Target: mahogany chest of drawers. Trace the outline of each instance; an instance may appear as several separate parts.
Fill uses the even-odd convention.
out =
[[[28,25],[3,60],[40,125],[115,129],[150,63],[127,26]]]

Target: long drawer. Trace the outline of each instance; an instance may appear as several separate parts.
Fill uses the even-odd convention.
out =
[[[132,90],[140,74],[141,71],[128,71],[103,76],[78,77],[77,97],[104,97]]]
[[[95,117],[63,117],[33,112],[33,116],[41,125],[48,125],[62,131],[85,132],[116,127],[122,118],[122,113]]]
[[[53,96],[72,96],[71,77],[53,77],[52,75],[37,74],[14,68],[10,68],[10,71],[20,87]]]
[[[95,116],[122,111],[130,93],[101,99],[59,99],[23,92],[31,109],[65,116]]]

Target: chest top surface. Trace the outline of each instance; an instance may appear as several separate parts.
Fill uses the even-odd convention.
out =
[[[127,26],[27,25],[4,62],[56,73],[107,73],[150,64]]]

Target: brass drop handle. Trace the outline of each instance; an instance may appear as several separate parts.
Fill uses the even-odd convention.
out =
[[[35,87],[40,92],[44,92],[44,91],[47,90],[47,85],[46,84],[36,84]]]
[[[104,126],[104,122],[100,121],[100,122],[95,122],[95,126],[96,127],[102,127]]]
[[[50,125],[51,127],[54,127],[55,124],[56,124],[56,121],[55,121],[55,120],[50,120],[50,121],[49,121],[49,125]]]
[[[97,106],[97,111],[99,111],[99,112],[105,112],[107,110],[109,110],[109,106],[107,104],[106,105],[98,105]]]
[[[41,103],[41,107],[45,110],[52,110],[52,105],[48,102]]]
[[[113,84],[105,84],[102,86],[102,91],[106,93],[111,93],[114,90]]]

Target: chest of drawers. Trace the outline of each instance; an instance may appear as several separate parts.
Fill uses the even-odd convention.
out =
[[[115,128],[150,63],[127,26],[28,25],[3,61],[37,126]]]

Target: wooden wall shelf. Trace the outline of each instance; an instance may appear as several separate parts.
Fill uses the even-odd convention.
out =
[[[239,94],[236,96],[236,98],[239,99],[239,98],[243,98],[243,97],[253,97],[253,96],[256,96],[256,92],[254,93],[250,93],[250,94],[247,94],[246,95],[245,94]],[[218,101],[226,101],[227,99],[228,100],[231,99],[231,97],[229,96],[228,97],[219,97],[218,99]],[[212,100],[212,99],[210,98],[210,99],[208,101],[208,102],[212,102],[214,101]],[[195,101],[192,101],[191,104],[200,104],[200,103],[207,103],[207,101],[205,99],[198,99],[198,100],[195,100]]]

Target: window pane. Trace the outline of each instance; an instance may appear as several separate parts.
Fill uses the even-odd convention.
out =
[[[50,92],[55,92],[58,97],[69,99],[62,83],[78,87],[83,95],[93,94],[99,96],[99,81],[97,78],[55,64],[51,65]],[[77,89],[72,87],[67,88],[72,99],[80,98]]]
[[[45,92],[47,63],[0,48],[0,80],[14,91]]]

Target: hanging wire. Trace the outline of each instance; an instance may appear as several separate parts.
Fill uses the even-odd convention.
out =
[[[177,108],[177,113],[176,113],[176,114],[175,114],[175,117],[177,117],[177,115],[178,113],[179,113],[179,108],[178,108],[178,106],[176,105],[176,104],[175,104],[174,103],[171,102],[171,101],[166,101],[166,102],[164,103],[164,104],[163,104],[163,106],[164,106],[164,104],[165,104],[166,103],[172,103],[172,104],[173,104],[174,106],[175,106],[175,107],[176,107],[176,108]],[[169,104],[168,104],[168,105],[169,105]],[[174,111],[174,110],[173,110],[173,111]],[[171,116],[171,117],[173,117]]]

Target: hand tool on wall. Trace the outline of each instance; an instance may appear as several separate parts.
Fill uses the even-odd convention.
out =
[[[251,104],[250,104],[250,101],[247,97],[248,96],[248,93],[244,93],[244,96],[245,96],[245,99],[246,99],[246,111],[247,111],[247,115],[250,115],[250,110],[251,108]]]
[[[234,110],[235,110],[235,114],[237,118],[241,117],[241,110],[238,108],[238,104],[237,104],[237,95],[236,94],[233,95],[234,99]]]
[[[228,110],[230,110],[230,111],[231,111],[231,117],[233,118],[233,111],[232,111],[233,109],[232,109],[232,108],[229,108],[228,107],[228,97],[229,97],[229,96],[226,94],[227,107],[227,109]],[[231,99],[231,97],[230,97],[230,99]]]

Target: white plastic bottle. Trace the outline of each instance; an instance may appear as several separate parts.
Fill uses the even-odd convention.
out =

Task goal :: Please rewrite all the rows above, putting "nonzero" wherever "even-odd" appears and changing nothing else.

Answer for the task ::
Target: mahogany chest of drawers. Trace the outline of each instance; an instance may appear as several separate parts.
Fill uses the nonzero convention.
out =
[[[28,25],[3,60],[40,125],[115,129],[150,63],[127,26]]]

Target: long drawer. Trace the outline of each instance; an instance may appear as several separate parts.
Fill uses the nonzero convention.
out =
[[[132,90],[140,74],[141,71],[128,71],[103,76],[78,77],[77,97],[104,97]]]
[[[95,117],[63,117],[33,112],[33,116],[41,125],[48,125],[62,131],[85,132],[116,127],[122,118],[122,113]]]
[[[53,96],[72,96],[71,77],[53,77],[52,75],[37,74],[14,68],[10,68],[10,71],[20,87]]]
[[[95,116],[122,111],[130,93],[101,99],[59,99],[23,92],[31,109],[65,116]]]

Target: chest top surface. Trace the outline of each instance; an instance may appear as several separate parts.
Fill uses the nonzero convention.
out =
[[[127,26],[27,25],[4,62],[56,73],[107,73],[150,64]]]

Target: brass drop handle. Trace the outline of each instance; an instance may appear as several separate parts.
Fill uses the nonzero convention.
out =
[[[35,87],[40,92],[44,92],[44,91],[47,90],[47,85],[46,84],[36,84]]]
[[[104,126],[104,122],[100,121],[100,122],[95,122],[95,126],[96,127],[102,127]]]
[[[50,125],[51,127],[54,127],[55,124],[56,124],[56,121],[55,121],[55,120],[50,120],[50,121],[49,121],[49,125]]]
[[[97,106],[97,111],[99,111],[99,112],[105,112],[107,110],[109,110],[109,106],[107,104],[106,105],[98,105]]]
[[[41,103],[41,107],[45,110],[52,110],[52,105],[48,102]]]
[[[113,84],[105,84],[102,86],[102,91],[106,93],[111,93],[114,90]]]

Target: chest of drawers. Trace the outline of each instance; an instance may appear as several separate parts.
Fill uses the nonzero convention.
out =
[[[115,128],[150,63],[127,26],[28,25],[3,61],[37,126]]]

Target: wooden wall shelf. Trace the outline of each instance; an instance may appear as several separate parts.
Fill uses the nonzero convention.
out =
[[[239,94],[236,96],[236,98],[239,99],[239,98],[243,98],[243,97],[253,97],[253,96],[256,96],[256,92],[254,93],[250,93],[250,94],[247,94],[246,95],[245,94]],[[218,101],[226,101],[227,99],[228,100],[231,99],[231,97],[229,96],[228,97],[219,97],[218,99]],[[212,100],[212,99],[210,98],[210,99],[208,101],[208,102],[212,102],[214,101]],[[195,101],[192,101],[191,104],[200,104],[200,103],[207,103],[207,101],[205,99],[198,99],[198,100],[195,100]]]

Target: window pane. Trace the outline of each instance; an instance may appear as several separate parts.
Fill uses the nonzero convention.
out =
[[[50,92],[55,92],[58,97],[69,99],[62,83],[78,87],[83,95],[93,94],[99,96],[99,81],[97,78],[55,64],[51,65]],[[77,89],[72,87],[67,88],[72,99],[80,98]]]
[[[45,92],[47,63],[0,48],[0,80],[14,91]]]

Target: hanging wire. Trace the outline of each instance; an instance may appear as several separate parts.
Fill uses the nonzero convention.
out =
[[[177,108],[177,113],[176,113],[176,114],[175,114],[175,117],[177,117],[177,115],[178,113],[179,113],[179,108],[178,108],[178,106],[176,105],[176,104],[175,104],[174,103],[171,102],[171,101],[166,101],[166,102],[164,103],[164,104],[163,104],[163,106],[164,106],[164,104],[165,104],[166,103],[172,103],[172,104],[173,104],[174,106],[175,106],[175,107],[176,107],[176,108]],[[169,104],[168,104],[168,105],[169,105]],[[174,111],[174,110],[173,110],[173,111]],[[171,116],[171,117],[173,117]]]

Target: hand tool on wall. Trace the outline of each instance; an instance may appear as several separate parts.
Fill uses the nonzero convention.
out =
[[[251,104],[250,104],[250,101],[247,97],[248,96],[248,93],[244,93],[244,96],[245,96],[245,99],[246,99],[246,111],[247,111],[247,115],[250,115],[250,110],[251,108]]]
[[[234,110],[235,110],[235,114],[237,118],[241,117],[241,110],[238,108],[238,104],[237,104],[237,95],[236,94],[233,95],[234,99]]]
[[[228,110],[230,110],[230,111],[231,111],[231,117],[233,118],[233,111],[232,111],[233,109],[232,109],[232,108],[229,108],[228,107],[228,97],[229,97],[229,96],[226,94],[227,107],[227,109]],[[231,99],[231,97],[230,97],[230,99]]]

Target: white plastic bottle. Trace the outline of each instance; an instance may appear as several separate parts.
Fill uses the nonzero convention.
out =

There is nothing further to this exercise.